Extracted records
========

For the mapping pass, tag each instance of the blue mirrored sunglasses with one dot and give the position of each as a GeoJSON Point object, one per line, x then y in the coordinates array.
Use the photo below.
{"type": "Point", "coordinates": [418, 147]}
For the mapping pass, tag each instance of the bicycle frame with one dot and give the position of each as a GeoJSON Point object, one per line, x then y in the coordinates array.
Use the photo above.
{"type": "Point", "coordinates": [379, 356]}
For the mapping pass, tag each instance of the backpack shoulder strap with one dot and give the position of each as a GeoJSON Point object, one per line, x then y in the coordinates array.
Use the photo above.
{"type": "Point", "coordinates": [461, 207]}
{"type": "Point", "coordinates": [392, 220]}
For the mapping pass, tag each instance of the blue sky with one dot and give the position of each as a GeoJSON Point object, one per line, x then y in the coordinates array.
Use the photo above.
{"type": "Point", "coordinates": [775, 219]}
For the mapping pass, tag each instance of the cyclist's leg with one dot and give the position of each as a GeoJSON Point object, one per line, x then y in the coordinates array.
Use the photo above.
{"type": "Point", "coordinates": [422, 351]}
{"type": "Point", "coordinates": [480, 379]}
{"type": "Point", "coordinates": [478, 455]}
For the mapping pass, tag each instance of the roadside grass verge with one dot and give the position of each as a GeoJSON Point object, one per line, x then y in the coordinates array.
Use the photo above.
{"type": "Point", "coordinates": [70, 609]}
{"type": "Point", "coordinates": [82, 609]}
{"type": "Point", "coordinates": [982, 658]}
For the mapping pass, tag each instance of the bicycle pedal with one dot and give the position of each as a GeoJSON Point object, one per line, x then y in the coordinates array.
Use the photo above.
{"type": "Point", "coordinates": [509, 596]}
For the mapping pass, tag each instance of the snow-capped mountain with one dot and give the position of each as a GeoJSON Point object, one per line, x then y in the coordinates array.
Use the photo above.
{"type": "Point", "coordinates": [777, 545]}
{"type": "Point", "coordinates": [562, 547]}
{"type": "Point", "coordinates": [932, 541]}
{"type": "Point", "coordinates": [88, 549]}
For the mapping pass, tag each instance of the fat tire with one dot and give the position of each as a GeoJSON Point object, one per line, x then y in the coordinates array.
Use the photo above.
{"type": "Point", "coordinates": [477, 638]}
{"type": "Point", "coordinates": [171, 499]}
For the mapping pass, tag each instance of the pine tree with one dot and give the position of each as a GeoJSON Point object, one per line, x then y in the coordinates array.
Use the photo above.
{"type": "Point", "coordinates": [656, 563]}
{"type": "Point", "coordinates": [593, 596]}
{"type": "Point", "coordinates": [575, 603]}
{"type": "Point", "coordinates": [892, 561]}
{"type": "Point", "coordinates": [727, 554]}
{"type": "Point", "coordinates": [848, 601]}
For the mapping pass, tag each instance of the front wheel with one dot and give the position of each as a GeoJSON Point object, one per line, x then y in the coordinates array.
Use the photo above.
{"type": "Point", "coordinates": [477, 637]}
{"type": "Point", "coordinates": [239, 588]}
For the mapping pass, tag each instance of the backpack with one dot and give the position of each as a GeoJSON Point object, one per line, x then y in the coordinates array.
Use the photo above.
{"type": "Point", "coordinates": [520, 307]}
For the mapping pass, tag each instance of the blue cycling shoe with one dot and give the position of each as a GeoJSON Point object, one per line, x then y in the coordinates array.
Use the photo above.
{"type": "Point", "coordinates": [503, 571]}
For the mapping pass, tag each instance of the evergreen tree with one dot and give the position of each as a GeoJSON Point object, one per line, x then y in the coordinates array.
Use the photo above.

========

The problem
Take the line holding "For the mapping pass, tag each instance of the backpack with" and all lines after it through the end of the data, and set them down exactly.

Response to the task
For the mapping pass, tag each instance of the backpack with one dot and give the position of each as a GeoJSON Point object, one per line, x then y in the coordinates array.
Use the photo above.
{"type": "Point", "coordinates": [520, 307]}
For the mapping pass, tag each instance of the blue cycling shoe with one dot and give the position of each as a GeoJSON Point object, one per line, x then y in the coordinates array.
Use the photo above.
{"type": "Point", "coordinates": [503, 571]}
For the mapping pass, tag each instance of the evergreen tree with one dot and give the position of each as a GeoJSON Point object, one per line, x then y in the coordinates array.
Use the photo above.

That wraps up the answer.